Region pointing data
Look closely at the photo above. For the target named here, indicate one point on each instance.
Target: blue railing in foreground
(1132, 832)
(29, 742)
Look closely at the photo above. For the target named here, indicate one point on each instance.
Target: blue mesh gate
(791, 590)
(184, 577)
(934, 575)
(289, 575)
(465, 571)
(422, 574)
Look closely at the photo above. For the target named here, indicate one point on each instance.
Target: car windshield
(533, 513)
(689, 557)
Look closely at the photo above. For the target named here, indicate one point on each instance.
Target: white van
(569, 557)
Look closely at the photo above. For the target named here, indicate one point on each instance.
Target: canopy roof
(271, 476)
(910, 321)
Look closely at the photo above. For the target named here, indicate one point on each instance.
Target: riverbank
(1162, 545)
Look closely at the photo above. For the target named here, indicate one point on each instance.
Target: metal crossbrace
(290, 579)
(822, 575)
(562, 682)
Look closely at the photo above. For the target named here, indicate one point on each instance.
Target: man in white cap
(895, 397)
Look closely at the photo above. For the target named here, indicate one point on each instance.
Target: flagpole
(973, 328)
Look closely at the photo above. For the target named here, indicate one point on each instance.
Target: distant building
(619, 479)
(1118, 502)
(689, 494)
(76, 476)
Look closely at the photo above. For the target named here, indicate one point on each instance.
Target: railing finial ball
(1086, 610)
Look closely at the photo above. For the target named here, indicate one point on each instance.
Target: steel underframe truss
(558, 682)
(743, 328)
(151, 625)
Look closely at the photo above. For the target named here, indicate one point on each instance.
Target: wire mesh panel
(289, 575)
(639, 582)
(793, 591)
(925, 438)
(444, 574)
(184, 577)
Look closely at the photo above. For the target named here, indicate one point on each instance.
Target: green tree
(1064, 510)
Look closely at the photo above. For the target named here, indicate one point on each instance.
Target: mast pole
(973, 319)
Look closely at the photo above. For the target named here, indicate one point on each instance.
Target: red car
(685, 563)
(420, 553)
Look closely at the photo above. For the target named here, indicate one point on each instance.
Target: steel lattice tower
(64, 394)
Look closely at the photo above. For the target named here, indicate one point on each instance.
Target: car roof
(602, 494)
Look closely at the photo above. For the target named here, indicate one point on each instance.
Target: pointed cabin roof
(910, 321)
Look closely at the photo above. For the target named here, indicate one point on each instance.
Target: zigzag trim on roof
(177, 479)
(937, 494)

Exercise prompt >>
All of the entries above must be transcribed exactly.

Result of this task >>
Look closely at the photo above. For the target named here, indicate one point on each instance.
Target: blue railing in foreground
(1132, 832)
(29, 742)
Look closely at the photo above. For the target named here, indicate one point on each instance.
Target: blue mesh gate
(791, 590)
(184, 577)
(934, 575)
(289, 575)
(465, 571)
(422, 574)
Look closely at the photo above. For the target named here, indicate one point on each instance.
Target: car windshield
(533, 513)
(689, 557)
Look closely at the photo above. For the target named here, indicate one point on each instance.
Target: white van
(569, 557)
Look closely at the photo above. For the target named here, indicate one point on each instance.
Target: canopy roof
(271, 476)
(910, 321)
Look closely at the photo above. For the target named here, indicate one point on each instance.
Target: riverbank
(1162, 545)
Look closely at the photo above. For the target named here, indicate one point on each instance.
Target: metal crossbrace
(290, 579)
(822, 575)
(562, 682)
Look closely at the photo above. For the target named here, indicate one point on each instance.
Target: man in white cap
(895, 397)
Look closely at the photo above. For the target named here, indicate one point on each instance.
Target: flagpole
(973, 328)
Look closely at the photo above. For the target named here, indicate one point on each instance.
Target: distant building
(619, 479)
(1118, 502)
(689, 494)
(76, 476)
Look closely at the photo above. For the target named here, indicate one point on each instance.
Target: railing finial ball
(1086, 610)
Look closely at the photo above. For the target named here, indicate one point on each instance.
Target: steel underframe truss
(558, 682)
(743, 328)
(151, 625)
Look closely at the photo above. For the target named here, indicate one point on each instance.
Target: wire mesh panel
(289, 575)
(639, 582)
(793, 591)
(925, 438)
(444, 574)
(184, 577)
Look closely at the photo above. For the target named here, indicate one point on each instance.
Target: green tree
(1064, 510)
Look closely at the photo above. For the target named here, indicate one point on each instance.
Target: mast pole
(973, 319)
Look closely at the photo above. For the target named here, indicate one point on each instance.
Target: red car
(685, 563)
(420, 553)
Look closely at the photo above. For the target named here, indicate one point on each instance.
Target: steel lattice tower
(64, 394)
Look closely at the photo above. For the target named here, indicate one point on each instance.
Target: car roof
(602, 494)
Look closely at the photo above. For the target named here, indicate one point on each instance.
Target: pointed cabin roof
(910, 321)
Look closely at the photo above. For the target named here, indicate one point on each instance.
Target: zigzag trim on roof
(177, 479)
(937, 494)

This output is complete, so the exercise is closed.